→ REQUIREMENT
Copy the material from its start through the line containing "box: [97, 4, 261, 370]", swapping every "rough mask" for "coarse mask" and leaving the rest unchanged.

→ RECORDS SHOWN
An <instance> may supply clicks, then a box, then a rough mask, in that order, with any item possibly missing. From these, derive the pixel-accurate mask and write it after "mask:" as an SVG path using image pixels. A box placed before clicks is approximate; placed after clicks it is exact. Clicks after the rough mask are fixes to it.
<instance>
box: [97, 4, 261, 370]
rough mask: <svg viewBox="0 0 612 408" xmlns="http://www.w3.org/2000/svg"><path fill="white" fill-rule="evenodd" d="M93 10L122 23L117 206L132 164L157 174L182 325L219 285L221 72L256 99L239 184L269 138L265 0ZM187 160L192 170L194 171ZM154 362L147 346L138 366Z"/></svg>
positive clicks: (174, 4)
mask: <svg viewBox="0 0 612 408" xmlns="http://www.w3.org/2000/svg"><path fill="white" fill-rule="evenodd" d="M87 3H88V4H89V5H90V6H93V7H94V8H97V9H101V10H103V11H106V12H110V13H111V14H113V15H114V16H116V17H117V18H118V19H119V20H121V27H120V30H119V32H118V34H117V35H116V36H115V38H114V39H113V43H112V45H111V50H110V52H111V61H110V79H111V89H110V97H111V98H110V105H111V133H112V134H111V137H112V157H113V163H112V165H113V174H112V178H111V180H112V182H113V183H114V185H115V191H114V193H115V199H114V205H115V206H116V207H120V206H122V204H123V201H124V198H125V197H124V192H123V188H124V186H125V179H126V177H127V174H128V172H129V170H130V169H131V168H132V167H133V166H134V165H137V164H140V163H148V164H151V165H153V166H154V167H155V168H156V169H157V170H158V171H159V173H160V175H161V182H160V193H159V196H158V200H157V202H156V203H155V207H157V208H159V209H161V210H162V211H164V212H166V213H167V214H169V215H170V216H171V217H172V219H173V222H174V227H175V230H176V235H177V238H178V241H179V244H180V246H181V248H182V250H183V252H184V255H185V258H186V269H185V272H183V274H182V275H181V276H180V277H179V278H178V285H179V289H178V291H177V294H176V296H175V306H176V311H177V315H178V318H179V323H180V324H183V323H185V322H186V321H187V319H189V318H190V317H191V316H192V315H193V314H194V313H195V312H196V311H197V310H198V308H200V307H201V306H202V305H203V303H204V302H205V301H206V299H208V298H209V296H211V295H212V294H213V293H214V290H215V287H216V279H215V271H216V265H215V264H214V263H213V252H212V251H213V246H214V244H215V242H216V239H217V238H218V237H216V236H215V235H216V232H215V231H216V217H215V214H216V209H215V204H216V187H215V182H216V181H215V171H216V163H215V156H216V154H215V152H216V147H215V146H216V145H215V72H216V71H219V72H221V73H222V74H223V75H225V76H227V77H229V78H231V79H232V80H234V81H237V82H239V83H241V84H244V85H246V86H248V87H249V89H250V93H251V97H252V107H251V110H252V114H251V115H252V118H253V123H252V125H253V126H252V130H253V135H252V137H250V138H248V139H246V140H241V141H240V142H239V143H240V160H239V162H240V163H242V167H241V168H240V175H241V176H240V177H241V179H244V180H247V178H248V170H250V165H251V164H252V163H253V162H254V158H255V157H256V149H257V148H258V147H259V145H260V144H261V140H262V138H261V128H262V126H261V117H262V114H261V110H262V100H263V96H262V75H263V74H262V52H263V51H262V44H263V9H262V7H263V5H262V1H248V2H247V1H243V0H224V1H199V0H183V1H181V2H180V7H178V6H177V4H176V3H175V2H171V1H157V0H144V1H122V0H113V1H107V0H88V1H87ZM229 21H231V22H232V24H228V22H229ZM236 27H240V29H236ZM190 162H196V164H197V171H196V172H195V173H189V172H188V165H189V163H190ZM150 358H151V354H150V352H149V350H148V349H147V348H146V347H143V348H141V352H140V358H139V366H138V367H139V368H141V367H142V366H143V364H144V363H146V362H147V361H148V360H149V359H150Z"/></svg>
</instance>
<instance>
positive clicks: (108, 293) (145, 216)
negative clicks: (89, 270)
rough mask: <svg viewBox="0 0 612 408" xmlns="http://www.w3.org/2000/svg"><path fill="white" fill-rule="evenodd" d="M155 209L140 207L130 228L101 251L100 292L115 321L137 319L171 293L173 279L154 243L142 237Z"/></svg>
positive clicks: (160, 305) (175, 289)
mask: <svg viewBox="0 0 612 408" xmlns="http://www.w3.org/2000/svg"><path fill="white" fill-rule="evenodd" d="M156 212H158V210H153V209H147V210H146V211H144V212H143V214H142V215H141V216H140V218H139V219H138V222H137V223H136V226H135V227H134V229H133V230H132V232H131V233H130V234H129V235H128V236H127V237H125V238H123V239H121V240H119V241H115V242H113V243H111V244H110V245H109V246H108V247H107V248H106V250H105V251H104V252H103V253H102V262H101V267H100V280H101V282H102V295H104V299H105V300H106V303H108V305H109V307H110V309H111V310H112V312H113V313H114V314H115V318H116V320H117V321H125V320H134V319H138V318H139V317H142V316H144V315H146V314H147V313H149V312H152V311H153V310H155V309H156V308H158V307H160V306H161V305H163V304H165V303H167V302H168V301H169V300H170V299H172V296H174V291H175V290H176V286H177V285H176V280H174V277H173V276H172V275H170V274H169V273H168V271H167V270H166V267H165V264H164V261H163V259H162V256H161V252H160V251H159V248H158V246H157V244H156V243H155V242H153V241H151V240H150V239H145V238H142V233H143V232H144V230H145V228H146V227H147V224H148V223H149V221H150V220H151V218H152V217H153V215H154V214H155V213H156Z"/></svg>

→ WORKED SOLUTION
An <instance> may supply clicks, then a box, then a coarse mask, in that order, with any item possibly missing. From these, derive the pixel-accurate mask and write it after "mask:" as an SVG path using image pixels. A box placed before clicks is approximate; placed after clicks it is exact. Clicks after the coarse mask are fixes to it.
<instance>
box: [97, 4, 261, 370]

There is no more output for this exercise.